> [Task inputs]:
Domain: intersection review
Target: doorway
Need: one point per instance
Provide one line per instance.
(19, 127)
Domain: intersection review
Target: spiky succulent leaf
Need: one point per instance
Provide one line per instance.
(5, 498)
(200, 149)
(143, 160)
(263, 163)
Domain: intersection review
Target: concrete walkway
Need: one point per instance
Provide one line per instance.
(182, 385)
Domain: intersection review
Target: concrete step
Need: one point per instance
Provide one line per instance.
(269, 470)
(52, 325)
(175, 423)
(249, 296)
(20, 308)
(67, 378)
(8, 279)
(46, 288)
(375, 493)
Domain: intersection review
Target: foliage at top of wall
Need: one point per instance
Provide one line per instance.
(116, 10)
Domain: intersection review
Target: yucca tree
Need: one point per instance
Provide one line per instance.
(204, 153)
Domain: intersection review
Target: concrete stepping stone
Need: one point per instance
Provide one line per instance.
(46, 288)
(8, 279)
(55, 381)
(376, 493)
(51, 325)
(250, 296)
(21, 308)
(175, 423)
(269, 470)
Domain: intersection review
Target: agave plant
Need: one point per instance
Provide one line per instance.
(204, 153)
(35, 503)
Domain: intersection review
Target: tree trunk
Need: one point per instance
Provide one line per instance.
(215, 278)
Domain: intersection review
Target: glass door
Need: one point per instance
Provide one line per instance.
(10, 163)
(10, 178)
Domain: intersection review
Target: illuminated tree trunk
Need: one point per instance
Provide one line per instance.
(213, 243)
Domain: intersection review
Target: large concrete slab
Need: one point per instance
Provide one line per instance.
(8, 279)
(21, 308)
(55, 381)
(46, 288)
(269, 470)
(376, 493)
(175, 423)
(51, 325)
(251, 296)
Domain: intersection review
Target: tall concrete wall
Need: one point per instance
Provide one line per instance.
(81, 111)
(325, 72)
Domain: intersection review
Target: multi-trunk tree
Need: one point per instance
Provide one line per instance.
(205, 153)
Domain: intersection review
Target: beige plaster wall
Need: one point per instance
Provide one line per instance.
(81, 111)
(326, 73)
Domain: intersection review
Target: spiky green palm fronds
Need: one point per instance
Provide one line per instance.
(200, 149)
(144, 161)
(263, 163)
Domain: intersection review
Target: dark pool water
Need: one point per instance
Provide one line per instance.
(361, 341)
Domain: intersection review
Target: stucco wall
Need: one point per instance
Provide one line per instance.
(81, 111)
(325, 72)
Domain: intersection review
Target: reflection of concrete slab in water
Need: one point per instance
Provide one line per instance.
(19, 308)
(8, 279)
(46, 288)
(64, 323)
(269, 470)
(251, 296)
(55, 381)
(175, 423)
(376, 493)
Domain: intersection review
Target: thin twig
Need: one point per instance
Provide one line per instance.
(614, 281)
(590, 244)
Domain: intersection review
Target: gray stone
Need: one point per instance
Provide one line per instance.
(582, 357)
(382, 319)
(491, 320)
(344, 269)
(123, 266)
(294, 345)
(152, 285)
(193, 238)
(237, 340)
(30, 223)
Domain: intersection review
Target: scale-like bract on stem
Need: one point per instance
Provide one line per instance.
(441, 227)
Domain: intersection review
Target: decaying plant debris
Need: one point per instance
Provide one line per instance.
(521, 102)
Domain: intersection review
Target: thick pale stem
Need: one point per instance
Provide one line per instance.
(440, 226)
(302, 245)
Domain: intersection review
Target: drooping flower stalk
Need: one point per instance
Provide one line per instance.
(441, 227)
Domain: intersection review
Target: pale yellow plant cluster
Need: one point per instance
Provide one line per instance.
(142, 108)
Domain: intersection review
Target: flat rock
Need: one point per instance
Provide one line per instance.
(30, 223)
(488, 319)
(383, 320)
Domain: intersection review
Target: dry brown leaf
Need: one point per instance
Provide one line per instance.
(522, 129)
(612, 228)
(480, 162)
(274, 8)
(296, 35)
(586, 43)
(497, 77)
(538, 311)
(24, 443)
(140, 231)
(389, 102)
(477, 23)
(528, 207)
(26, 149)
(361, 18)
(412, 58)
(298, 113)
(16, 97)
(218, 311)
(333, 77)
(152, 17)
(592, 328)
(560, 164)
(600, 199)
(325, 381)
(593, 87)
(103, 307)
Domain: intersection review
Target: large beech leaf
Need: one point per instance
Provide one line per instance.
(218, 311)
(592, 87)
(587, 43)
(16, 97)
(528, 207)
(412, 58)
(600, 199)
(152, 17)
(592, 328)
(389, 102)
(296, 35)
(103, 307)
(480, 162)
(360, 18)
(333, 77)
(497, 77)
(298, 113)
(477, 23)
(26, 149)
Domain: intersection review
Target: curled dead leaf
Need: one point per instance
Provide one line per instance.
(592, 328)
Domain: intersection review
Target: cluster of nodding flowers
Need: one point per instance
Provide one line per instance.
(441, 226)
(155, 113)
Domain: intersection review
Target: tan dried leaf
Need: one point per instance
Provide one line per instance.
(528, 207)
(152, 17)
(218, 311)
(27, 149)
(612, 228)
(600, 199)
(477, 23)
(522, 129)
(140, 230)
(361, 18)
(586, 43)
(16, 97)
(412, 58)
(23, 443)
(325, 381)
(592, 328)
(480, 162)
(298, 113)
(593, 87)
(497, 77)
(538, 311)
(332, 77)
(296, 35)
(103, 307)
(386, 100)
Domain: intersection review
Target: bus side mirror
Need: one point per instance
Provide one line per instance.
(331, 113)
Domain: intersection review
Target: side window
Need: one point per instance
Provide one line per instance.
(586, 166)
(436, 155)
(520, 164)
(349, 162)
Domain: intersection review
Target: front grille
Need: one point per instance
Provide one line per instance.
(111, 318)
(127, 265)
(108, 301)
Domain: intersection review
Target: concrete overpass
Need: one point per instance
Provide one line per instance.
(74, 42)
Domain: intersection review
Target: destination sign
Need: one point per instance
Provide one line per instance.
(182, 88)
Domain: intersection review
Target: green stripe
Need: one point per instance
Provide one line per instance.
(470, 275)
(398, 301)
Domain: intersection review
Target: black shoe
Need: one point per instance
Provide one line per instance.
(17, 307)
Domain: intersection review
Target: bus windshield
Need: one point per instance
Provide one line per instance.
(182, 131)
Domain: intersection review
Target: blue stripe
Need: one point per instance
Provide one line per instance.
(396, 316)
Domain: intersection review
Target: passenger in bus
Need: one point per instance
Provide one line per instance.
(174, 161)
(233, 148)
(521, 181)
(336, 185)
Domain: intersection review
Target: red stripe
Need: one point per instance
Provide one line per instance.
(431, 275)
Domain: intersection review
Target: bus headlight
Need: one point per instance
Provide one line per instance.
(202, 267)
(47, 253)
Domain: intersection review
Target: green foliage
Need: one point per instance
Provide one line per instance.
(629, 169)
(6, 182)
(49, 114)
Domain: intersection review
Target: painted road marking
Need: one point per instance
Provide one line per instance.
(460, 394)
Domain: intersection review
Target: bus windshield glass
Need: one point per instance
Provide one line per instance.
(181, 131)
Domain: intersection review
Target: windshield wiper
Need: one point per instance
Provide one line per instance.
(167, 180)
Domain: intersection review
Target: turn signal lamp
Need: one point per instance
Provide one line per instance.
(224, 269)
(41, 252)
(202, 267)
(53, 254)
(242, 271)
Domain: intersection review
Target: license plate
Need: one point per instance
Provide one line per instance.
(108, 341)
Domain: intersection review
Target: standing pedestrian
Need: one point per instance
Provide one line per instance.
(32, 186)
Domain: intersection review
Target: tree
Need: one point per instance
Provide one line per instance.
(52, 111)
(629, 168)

> [Work to be completed]: From the records above, determine how many lines hold "trunk" and give only that number.

> [Exercise response]: 3